>> begin Supplied data

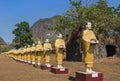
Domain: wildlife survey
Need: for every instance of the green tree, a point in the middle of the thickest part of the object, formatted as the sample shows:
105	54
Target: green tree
23	35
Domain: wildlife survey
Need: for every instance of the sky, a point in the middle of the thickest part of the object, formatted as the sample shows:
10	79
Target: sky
16	11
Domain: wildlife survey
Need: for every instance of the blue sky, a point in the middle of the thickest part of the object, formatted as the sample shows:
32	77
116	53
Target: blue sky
16	11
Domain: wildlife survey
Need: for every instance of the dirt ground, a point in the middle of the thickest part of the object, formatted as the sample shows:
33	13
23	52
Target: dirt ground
10	70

>> end Supplied data

(Written exercise):
Can you copy all of the rows above word for word, leaving the pictures out?

(Reply to the exercise):
Domain: wildlife survey
Need: for every instance of the green tree, a point in the middle of the thickest part of the object, formatted as the sample shows:
105	54
Target: green tree
23	35
Domain: wildlife survey
Need: for every instance of the sky, a point in the middle of the thickest part of the object, formatted as the sample shows:
10	79
Target: sky
16	11
Domain: wildlife survey
Need: for every instance of the blue sky, a point in the middle of the thickest part of the object, formatted as the sample shows:
32	77
116	53
Target: blue sky
16	11
Domain: wildlife survey
Need: for every instance of the dirt ground, a point in the middle of the thickest part of the object, formatted as the sample shows:
33	13
23	52
Target: dirt ground
10	70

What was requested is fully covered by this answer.